Task details: What's wanted here is the full listing below, repeated exactly, with no images in it.

─── Input records

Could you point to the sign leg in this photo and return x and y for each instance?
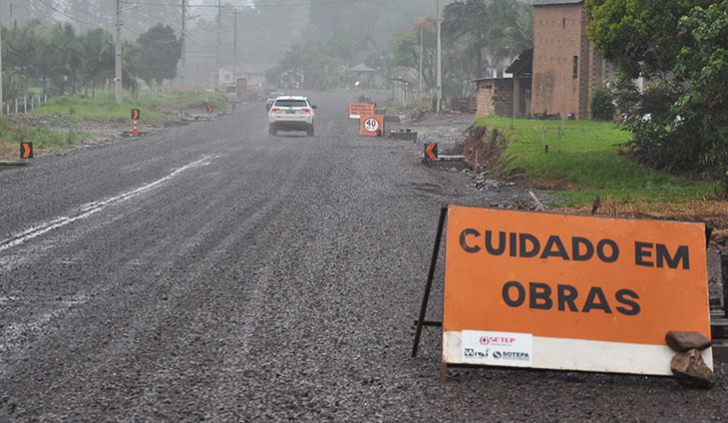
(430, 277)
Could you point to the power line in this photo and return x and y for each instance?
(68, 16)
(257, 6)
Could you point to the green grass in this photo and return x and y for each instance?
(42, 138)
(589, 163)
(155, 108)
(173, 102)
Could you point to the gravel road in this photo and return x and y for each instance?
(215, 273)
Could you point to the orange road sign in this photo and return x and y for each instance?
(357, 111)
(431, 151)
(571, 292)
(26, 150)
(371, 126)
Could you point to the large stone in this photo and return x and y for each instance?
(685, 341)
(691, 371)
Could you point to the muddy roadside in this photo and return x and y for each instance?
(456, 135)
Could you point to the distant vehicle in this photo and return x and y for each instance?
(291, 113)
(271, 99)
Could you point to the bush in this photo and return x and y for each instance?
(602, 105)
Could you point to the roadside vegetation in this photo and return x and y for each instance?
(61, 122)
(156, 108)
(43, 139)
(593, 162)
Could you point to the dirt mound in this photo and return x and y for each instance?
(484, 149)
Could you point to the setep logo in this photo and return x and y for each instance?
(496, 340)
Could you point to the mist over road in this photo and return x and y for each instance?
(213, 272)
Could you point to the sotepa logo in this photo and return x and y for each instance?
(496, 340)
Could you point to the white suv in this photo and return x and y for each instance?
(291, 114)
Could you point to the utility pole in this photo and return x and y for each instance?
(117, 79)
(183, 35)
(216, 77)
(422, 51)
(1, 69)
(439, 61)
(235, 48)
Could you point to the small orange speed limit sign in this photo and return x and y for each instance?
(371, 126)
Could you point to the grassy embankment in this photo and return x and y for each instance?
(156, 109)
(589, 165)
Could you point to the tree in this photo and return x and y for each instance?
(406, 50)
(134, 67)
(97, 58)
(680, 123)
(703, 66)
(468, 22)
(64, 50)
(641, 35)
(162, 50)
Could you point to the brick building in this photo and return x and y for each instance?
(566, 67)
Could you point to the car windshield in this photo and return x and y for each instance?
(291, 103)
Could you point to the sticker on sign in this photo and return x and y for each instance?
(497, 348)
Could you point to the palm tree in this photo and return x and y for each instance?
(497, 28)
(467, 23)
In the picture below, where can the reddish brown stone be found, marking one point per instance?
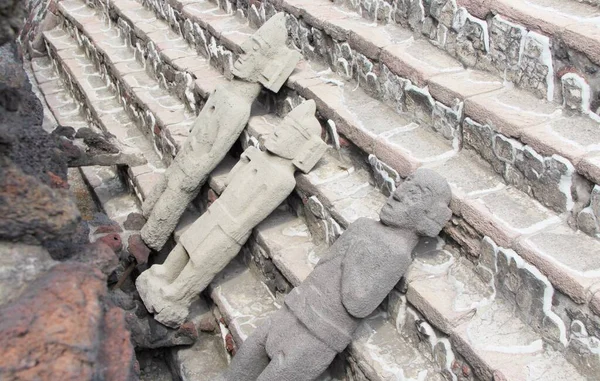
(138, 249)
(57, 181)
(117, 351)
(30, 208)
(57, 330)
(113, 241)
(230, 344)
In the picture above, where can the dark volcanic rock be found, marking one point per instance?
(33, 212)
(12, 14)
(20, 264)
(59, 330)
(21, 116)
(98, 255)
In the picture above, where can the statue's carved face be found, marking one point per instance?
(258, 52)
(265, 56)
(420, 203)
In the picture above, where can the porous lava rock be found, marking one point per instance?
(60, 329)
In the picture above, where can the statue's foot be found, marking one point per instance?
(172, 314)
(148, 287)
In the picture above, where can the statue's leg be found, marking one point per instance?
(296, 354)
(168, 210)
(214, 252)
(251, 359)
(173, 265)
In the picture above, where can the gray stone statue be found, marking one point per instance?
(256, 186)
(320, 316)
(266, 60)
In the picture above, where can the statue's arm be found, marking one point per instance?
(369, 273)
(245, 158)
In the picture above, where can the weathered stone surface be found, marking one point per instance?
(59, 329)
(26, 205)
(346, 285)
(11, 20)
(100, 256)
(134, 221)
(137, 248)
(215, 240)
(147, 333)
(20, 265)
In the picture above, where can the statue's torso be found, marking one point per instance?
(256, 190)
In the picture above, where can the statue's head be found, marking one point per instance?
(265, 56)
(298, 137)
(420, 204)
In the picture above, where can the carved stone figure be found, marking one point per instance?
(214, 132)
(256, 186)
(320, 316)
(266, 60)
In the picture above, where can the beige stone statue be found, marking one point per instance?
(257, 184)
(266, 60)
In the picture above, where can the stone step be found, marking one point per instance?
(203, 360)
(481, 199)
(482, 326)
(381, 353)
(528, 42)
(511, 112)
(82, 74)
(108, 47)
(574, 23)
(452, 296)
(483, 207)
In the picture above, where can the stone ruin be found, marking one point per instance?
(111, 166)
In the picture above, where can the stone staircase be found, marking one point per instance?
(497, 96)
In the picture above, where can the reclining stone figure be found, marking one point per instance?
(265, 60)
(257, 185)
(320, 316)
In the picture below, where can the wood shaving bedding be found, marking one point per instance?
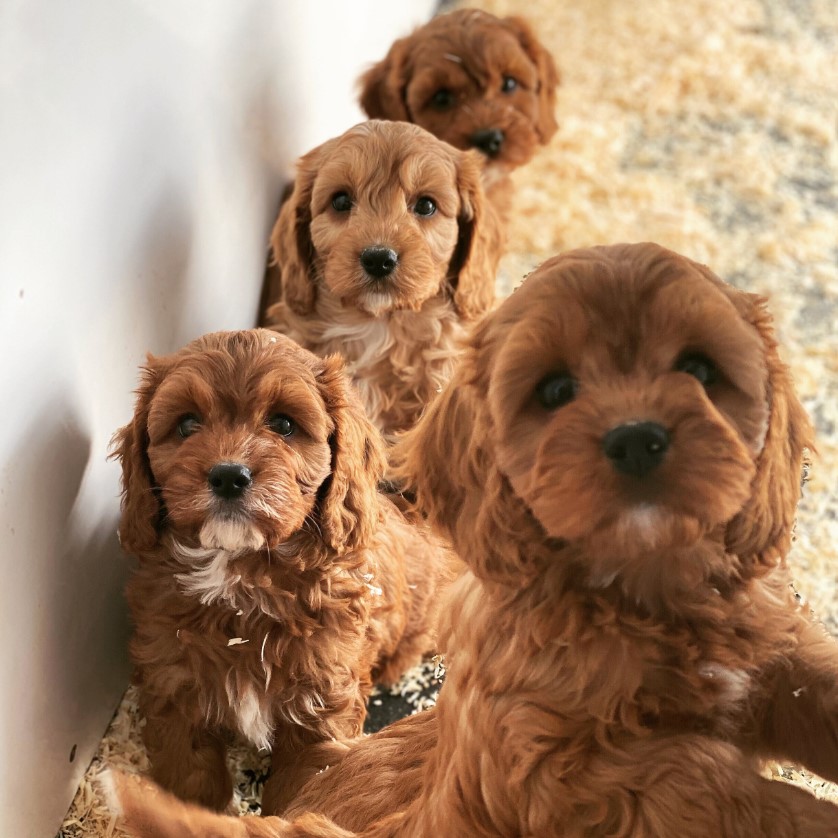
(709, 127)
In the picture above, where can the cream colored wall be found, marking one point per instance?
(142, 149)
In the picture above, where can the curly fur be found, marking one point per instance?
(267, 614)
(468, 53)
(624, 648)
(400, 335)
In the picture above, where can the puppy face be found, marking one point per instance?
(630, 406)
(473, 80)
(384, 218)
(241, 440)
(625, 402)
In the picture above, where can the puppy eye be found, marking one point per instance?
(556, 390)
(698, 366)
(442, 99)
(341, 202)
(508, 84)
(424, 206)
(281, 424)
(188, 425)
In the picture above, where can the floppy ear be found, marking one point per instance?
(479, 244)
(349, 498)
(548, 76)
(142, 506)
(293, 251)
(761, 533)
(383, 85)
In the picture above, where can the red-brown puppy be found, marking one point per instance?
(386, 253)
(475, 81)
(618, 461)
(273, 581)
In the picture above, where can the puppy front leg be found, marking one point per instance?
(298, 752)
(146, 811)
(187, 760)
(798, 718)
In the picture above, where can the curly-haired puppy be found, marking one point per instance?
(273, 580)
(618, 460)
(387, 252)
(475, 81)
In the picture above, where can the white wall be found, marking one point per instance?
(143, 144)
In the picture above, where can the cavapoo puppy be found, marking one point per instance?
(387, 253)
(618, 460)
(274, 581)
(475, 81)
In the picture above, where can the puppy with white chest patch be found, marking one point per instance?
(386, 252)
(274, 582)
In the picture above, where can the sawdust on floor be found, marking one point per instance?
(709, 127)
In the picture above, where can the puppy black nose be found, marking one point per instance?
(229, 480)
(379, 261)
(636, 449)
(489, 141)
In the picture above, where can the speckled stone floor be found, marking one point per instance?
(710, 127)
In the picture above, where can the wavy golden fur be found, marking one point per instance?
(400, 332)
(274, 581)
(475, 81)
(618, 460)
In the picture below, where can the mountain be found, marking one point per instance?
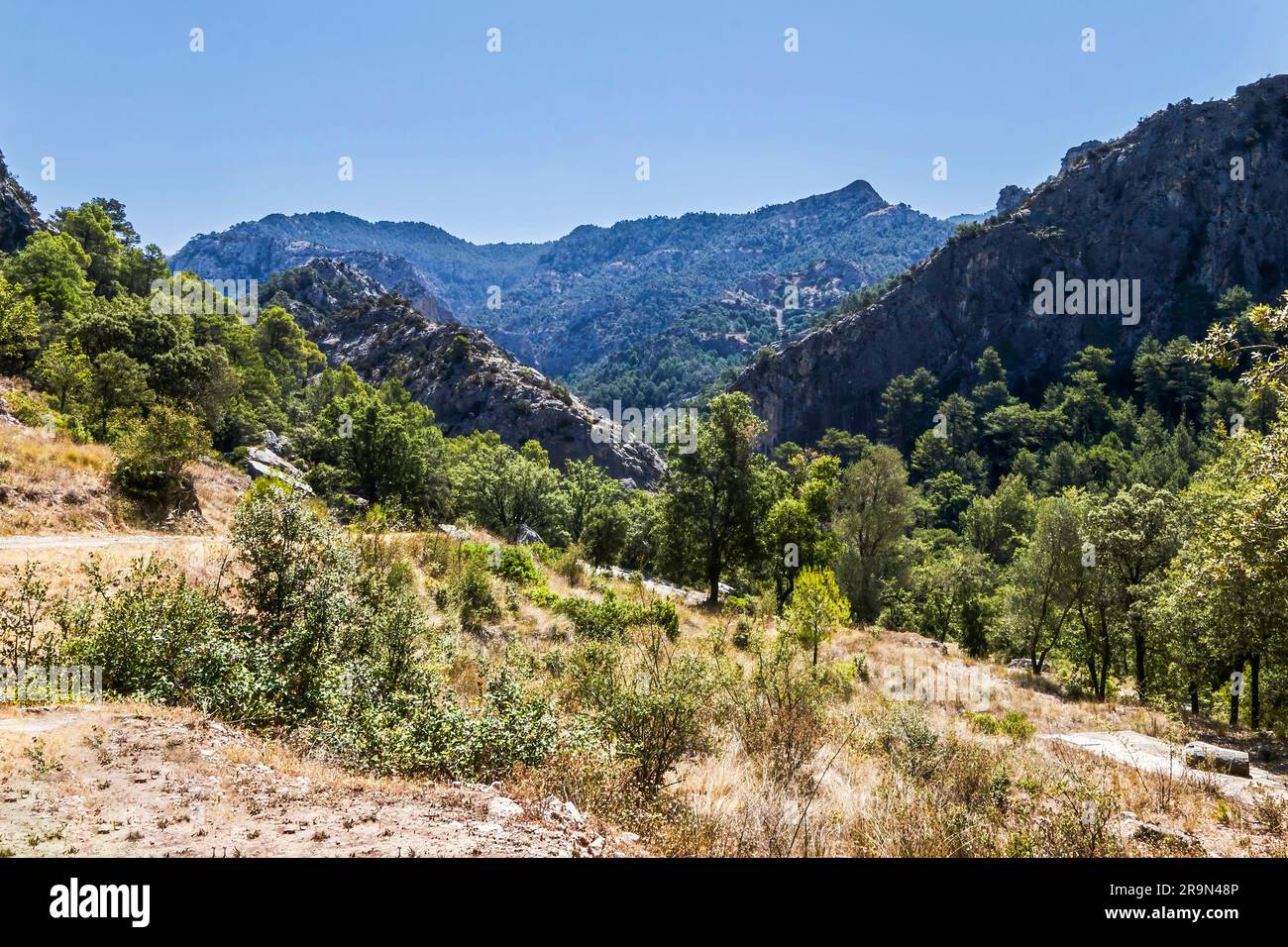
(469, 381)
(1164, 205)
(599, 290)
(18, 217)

──────

Written solution:
Could you point to the sign leg in this photo and return x and y for each instance?
(430, 277)
Could you point to the power line in this photo and return x and y for each instance?
(68, 16)
(257, 6)
Could you point to the green grass in this photo and return x and y for each instance?
(42, 138)
(589, 163)
(155, 108)
(173, 102)
Could you point to the gravel road in this photo and return x and y for each instance?
(215, 273)
Could you point to the orange road sign in this photo and return x and y for each instance?
(357, 111)
(431, 151)
(571, 292)
(26, 150)
(371, 126)
Could you point to the large stone in this photo and return x and y for each instance?
(685, 341)
(691, 371)
Could you point to the muddy roadside in this photo and return x and y for each instance?
(456, 135)
Could you point to the distant vehicle in this photo and return x and y for each instance?
(291, 113)
(271, 99)
Could you point to the bush in this photo and return x and y for each instance?
(602, 105)
Could you point to the roadside vegetation in this photo and return x and y for each instance?
(61, 122)
(156, 108)
(43, 139)
(593, 162)
Could you point to the dirt mound in this photo and return x and y for each instance?
(484, 149)
Could you point to the setep logo in this photo and return x and y for each instance?
(496, 340)
Could you point to the mist over road in this photo and return x and y for each instance?
(213, 272)
Could you point to the sotepa logo in this photo and return x and y for each instance?
(496, 340)
Could you point to the white suv in this photo and return x and y for each instance?
(291, 114)
Could you point to the utility pole in this photo and return x and y for each instance?
(117, 79)
(183, 35)
(216, 77)
(422, 51)
(1, 69)
(439, 61)
(235, 48)
Could you point to the small orange speed limit sign in this photo and return x and y for each instance?
(371, 126)
Could you point to the grassy embankment in this photo and return x and y for each instance?
(156, 109)
(589, 165)
Could you point to the tree in this photo and return x and y for each instance?
(406, 50)
(134, 67)
(97, 58)
(680, 123)
(703, 66)
(468, 22)
(64, 50)
(641, 35)
(162, 50)
Could you point to the brick building in this photo and return x and y for each instance?
(566, 67)
Could you point to the car windshield in this photo and return x and y for each instance?
(291, 103)
Could you point to the sticker on sign in this photo and return x and y for each instance?
(497, 348)
Could you point to the palm tree in this photo and return x and y for each instance?
(497, 28)
(467, 23)
In the picture below, where can the reddish brown stone be found, marking one point per instance?
(138, 249)
(57, 181)
(117, 351)
(30, 208)
(57, 330)
(113, 241)
(230, 344)
In the picture above, where can the dark volcanic rock be found, marking one point per instance?
(33, 212)
(12, 14)
(20, 264)
(59, 330)
(21, 116)
(98, 255)
In the picture above, where can the statue's carved face be found, marking one point per instance?
(258, 52)
(265, 56)
(420, 203)
In the picture above, where can the porous lava rock be found, marking one point per instance?
(60, 329)
In the picture above, where can the statue's foot be found, marking one point per instance?
(172, 314)
(148, 287)
In the picture above, where can the statue's leg be found, marking one point per instance?
(296, 354)
(168, 210)
(214, 252)
(251, 359)
(173, 265)
In the picture above, where can the gray stone statue be found, marking one point per instance?
(256, 186)
(320, 316)
(266, 60)
In the picture above, where can the statue's arm be found, marking one point per instance?
(369, 273)
(245, 158)
In the picture above, where can the weathered stone surface be found, marking one point per instance?
(59, 329)
(26, 205)
(346, 285)
(11, 20)
(100, 256)
(134, 221)
(137, 248)
(215, 240)
(147, 333)
(20, 265)
In the picture above, where can the statue's torso be found, marking one point per instance?
(256, 190)
In the picture above, where can the statue's head be found, marking one point per instance?
(265, 56)
(298, 137)
(420, 204)
In the picture above, where can the carved stone figure be found, marking one point per instance?
(214, 132)
(256, 186)
(320, 316)
(266, 60)
In the picture above, where can the beige stone statue be found, marking one point per instance?
(257, 184)
(266, 60)
In the picture above, where can the stone step be found, marking one point per instance?
(203, 360)
(481, 199)
(482, 326)
(381, 353)
(528, 42)
(511, 112)
(82, 74)
(108, 47)
(574, 23)
(452, 296)
(483, 207)
In the picture above, where can the stone ruin be found, marking one point per instance?
(111, 166)
In the picture above, where can the stone staircase be found, marking one point per instance?
(497, 96)
In the picture above, where can the reclining stone figure be found, marking one point per instance?
(265, 60)
(257, 185)
(320, 316)
In the picture below, where can the wood shaving bedding be found, marking one point per instance?
(709, 127)
In the picture above, where can the cream colored wall be found, marking one point per instance?
(142, 149)
In the picture above, where can the curly fur be found, marking one point per instance?
(267, 614)
(468, 53)
(624, 648)
(400, 335)
In the picture above, where can the puppy face be found, marking one point per instance?
(630, 406)
(473, 80)
(384, 218)
(241, 440)
(625, 402)
In the picture above, where can the puppy eye be found, marking one point per instance?
(556, 390)
(698, 366)
(442, 99)
(341, 202)
(508, 84)
(424, 206)
(281, 424)
(188, 425)
In the picture above, where can the floppy ear be found, marking one point per instance?
(479, 244)
(349, 498)
(548, 76)
(142, 506)
(293, 251)
(761, 533)
(383, 85)
In the picture above, where can the red-brown puppy be found, marking one point per instance?
(386, 253)
(475, 81)
(618, 461)
(273, 581)
In the picture above, where can the puppy front leg be found, marking one point per instance?
(298, 752)
(146, 811)
(187, 760)
(798, 718)
In the picture above, where can the curly-haired puppy be found, marking one point per instance?
(273, 580)
(618, 460)
(387, 252)
(475, 81)
In the picture above, where can the white wall be found, marking one point per instance?
(143, 144)
In the picture above, where can the cavapoo puppy be found, marking one point per instance?
(387, 253)
(618, 460)
(274, 581)
(475, 81)
In the picture above, where can the puppy with white chest patch be found, marking one point per instance?
(386, 252)
(274, 582)
In the picture above, where can the sawdust on floor be found, marking one point per instance?
(709, 127)
In the picture above, where can the puppy black nose be found, marking one point per instance?
(229, 480)
(379, 261)
(636, 449)
(489, 141)
In the picture above, where can the speckled stone floor be found, marking one point per instance?
(710, 127)
In the picture above, where can the wavy golden fur be found, marking one point per instance?
(400, 332)
(274, 581)
(475, 81)
(618, 460)
In the picture below, where can the mountain be found, marking one point per instance?
(469, 381)
(1164, 205)
(599, 290)
(18, 217)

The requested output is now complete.